Goal:
Show each line from the items below that contains the word "following".

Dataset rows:
________
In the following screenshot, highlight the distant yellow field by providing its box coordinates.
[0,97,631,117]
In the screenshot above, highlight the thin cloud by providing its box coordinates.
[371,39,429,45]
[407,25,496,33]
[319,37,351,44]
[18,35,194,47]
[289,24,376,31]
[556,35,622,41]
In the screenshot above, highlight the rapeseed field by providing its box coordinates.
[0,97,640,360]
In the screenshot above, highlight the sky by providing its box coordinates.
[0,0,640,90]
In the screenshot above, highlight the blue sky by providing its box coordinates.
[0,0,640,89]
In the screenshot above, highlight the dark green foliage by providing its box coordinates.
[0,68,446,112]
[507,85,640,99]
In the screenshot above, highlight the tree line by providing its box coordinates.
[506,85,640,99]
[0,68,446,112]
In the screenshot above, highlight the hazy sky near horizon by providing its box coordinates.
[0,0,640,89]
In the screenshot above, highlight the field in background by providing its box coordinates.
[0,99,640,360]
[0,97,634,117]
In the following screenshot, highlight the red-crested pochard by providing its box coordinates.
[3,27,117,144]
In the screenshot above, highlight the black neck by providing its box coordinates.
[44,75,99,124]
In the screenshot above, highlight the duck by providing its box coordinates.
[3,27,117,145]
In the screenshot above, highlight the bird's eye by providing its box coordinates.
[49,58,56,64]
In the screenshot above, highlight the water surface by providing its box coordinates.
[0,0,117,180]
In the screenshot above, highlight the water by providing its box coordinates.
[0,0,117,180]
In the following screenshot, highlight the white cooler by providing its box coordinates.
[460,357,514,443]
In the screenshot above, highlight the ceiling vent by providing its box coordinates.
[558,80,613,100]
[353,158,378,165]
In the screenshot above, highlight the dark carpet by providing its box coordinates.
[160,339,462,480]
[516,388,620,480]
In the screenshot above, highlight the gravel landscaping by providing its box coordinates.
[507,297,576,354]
________
Task output:
In the following screenshot, highlight the distant yellow field by providing its box coordinates.
In the following screenshot, highlight the red-crested pochard by providing its box coordinates.
In the following screenshot, highlight the white cooler by providing its box coordinates.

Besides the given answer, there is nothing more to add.